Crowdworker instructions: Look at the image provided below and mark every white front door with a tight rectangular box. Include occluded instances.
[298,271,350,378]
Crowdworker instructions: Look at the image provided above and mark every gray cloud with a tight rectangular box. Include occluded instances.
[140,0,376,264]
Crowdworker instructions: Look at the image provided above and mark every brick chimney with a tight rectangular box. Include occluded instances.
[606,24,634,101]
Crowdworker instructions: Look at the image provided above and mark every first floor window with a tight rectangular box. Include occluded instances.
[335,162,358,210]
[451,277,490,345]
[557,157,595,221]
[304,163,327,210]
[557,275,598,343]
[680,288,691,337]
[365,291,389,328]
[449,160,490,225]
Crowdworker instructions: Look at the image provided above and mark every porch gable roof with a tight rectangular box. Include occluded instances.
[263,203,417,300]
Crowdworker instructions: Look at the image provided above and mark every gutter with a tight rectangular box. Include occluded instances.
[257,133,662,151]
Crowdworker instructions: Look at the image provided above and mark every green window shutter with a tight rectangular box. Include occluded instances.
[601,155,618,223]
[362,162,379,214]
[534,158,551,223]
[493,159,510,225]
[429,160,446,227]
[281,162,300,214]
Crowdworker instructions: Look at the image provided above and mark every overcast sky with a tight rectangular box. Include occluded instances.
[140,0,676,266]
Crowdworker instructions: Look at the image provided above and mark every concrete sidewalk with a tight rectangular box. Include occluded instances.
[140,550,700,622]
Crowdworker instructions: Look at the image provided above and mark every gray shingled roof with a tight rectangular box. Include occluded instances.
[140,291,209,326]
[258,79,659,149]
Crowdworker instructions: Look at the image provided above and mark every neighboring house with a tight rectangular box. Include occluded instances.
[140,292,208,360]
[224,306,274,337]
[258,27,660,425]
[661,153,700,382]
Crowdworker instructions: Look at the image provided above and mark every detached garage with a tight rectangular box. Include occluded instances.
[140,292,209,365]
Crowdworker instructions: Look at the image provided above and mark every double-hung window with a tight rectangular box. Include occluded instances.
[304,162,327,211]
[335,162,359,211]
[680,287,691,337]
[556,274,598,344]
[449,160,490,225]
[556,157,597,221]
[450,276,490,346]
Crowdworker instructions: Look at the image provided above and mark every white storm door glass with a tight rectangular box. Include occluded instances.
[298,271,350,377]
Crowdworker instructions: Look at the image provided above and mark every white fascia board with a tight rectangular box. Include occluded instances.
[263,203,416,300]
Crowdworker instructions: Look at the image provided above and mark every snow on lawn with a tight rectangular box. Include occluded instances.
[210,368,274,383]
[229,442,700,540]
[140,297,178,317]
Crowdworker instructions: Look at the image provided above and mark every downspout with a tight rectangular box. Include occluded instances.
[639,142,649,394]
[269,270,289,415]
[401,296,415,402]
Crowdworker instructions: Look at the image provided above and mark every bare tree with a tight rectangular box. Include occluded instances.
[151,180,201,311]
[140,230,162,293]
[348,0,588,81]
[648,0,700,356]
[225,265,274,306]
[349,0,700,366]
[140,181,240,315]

Goal — Return the lines of the material above unchanged, beginning at the line that contains "mark every gutter" and stopping after the line that contains "[140,0,676,266]".

Response for this exercise —
Crowdworker instructions: Look at the image provided above and mark every gutter with a tight rectangular box. Include occluded instances.
[257,133,662,151]
Crowdworker instructions: Look at the image provided above and mark every green window shutter with a tight rectangular box. Include occluded instances.
[601,155,618,223]
[362,162,379,214]
[534,158,551,223]
[493,159,510,225]
[429,160,446,227]
[281,162,300,214]
Crowdworker instructions: Look at the image provided above and mark every overcast sky with a tight rectangular box. Include occluded instances.
[140,0,676,266]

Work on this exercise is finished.